**Instructions to follow**
Rewrite the lines from the one containing "of the hillside" through the one containing "298], [167, 227]]]", swapping "segmenter" for "tool" and leaving everything else unchanged.

**Dataset rows**
##########
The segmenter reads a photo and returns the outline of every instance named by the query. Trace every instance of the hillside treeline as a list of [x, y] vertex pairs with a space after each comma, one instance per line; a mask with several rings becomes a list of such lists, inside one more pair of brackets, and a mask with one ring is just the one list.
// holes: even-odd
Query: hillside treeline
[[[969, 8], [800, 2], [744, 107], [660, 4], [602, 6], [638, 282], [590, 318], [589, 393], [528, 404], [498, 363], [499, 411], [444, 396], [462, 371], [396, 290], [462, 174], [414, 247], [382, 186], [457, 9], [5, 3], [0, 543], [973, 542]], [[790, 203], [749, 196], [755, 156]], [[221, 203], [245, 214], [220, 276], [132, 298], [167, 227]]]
##########
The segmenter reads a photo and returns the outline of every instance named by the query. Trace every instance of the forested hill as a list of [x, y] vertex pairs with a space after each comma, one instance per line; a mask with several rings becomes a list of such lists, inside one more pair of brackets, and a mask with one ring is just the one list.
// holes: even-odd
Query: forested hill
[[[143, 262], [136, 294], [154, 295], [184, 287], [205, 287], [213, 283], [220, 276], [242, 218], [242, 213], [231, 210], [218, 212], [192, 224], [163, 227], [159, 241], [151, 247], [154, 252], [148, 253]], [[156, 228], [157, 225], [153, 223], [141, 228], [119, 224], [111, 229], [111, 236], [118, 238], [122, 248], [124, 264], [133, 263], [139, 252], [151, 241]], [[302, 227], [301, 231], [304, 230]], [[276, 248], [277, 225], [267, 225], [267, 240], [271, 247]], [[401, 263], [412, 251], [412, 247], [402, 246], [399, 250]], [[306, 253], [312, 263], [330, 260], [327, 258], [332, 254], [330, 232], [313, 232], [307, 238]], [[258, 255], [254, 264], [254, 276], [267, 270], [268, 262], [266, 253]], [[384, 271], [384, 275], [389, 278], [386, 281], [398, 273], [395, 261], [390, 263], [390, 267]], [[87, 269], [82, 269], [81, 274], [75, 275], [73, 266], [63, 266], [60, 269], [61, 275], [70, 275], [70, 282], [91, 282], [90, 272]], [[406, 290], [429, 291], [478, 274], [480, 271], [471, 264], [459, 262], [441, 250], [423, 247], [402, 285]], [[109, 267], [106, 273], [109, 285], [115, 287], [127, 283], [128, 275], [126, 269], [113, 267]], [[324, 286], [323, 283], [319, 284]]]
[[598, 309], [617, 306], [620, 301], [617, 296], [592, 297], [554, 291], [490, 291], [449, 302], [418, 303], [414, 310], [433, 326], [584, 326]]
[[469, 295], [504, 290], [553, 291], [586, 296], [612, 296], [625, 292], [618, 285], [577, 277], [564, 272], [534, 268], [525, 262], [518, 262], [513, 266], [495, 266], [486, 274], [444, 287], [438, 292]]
##########
**Answer to the problem**
The tool reads a photo and returns the outline of every instance named by the query. Trace every instance of the hillside treeline as a list of [x, y] vertex pairs with a space after each comma, one instance per line; a mask with several rings becomes a list of such lists, inside one more pair of brackets, and a mask with one ring is just the one list.
// holes: even-odd
Query: hillside treeline
[[[969, 8], [800, 2], [744, 107], [660, 4], [602, 6], [638, 282], [590, 318], [589, 393], [528, 404], [498, 363], [499, 411], [444, 396], [462, 371], [396, 290], [462, 174], [414, 247], [382, 186], [457, 9], [5, 3], [0, 543], [973, 542]], [[790, 203], [749, 196], [755, 156]], [[221, 203], [245, 214], [220, 276], [132, 298], [167, 227]]]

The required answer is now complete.